**What to work on**
a. Give a two-sentence summary of the article on the U.N. rights council and Myanmar.
b. Retype the article on the U.N. rights council and Myanmar from "In the Security Council, even" to "into the country.", without any changes.

**Extract provided**
++++++++
By ALEXANDER G. HIGGINS,
AP
Posted: 2007-10-02 12:43:12
GENEVA (AP) – The U.N. Human Rights Council condemned the Myanmar government’s crackdown on opposition protests in a resolution Tuesday and urged an immediate investigation of the situation in the country.
The 47-nation council said it “strongly deplores continued violent repression of peaceful demonstrators in Myanmar, including through beatings, killings, arbitrary detentions and enforced disappearances.”
It is the first time the body has criticized a government other than Israel since replacing the discredited Human Rights Commission last year. The council, which lacks enforcement powers, is limited to focusing global attention on human rights offenders.
The resolution, proposed by European countries, was passed after discussions that included direct testimony from a Swedish diplomat who had been on a visit to Myanmar last month and witnessed security forces firing on unarmed civilians.
The top U.N. human rights official demanded that Myanmar be held to account for its “shocking response” to the protests.
“The Myanmar authorities should no longer expect that their self-imposed isolation will shield them from accountability,” said Louise Arbour, the U.N. high commissioner for human rights. “The peaceful protests that we have witnessed in recent weeks and the shocking response by the authorities are only the most recent manifestations of the repression of fundamental rights and freedoms that have taken place for almost 20 years in Myanmar.”
As the council convened, Ibrahim Gambari, the U.N.’s special envoy to Myanmar, met the leader of the regime, Senior Gen. Than Shwe, and other top generals in the junta’s remote new capital, Naypyitaw, diplomats said.
Diplomats said Gambari then flew to Yangon to see opposition leader Aung San Suu Kyi, the Nobel peace laureate who has come to symbolize the yearning for democracy in Myanmar, and who has been under house arrest for years.
The EU led the move for the special session by the Geneva-based rights organization following discussions in the Security Council and the General Assembly in New York.
In the Security Council, even China, which has been reluctant to criticize Myanmar, joined the 14 other nations in expressing concern over the violence, urging the country’s military rulers to exercise restraint and to allow Gambari into the country.
++++++++
(Data items)
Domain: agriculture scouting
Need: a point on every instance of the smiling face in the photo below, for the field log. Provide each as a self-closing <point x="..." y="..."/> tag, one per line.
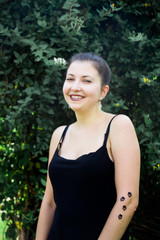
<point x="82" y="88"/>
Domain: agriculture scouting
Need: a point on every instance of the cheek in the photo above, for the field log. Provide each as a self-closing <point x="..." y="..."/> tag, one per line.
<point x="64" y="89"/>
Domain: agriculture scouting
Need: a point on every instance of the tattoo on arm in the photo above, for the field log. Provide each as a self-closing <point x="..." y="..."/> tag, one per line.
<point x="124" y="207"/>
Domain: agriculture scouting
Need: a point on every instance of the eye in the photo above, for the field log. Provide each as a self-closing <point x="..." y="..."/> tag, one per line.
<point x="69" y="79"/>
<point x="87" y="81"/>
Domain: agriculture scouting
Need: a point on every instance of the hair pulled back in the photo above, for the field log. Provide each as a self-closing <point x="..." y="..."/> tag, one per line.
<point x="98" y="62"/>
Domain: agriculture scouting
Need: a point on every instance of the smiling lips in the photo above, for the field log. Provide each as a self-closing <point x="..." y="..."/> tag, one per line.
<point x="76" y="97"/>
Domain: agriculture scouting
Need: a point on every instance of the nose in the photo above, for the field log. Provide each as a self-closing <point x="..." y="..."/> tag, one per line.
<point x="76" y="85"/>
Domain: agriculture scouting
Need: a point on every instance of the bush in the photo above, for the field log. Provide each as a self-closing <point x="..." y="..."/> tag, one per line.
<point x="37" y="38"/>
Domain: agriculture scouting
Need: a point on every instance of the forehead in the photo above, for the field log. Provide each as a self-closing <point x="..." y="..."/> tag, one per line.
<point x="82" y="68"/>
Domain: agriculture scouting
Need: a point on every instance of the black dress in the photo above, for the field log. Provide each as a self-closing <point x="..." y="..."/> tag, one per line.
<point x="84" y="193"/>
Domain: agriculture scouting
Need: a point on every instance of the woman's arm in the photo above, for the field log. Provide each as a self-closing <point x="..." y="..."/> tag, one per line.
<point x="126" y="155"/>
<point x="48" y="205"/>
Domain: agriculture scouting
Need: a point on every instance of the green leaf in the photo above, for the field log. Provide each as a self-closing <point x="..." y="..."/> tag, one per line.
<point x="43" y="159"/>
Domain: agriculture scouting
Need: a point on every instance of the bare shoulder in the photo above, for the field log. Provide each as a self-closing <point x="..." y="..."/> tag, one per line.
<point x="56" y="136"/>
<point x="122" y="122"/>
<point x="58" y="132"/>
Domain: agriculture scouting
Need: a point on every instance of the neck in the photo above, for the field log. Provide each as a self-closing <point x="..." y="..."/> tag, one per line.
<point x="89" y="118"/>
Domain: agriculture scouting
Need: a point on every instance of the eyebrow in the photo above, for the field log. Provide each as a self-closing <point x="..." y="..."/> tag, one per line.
++++++++
**Answers for the exercise**
a. The U.N. Human Rights Council passed a resolution condemning the Myanmar government's violent crackdown on peaceful protesters and urging an immediate investigation. The top U.N. human rights official, Louise Arbour, demanded that Myanmar be held to account, while the U.N.'s special envoy, Ibrahim Gambari, met the junta's leader and then opposition leader Aung San Suu Kyi.

b.
In the Security Council, even China, which has been reluctant to criticize Myanmar, joined the 14 other nations in expressing concern over the violence, urging the country’s military rulers to exercise restraint and to allow Gambari into the country.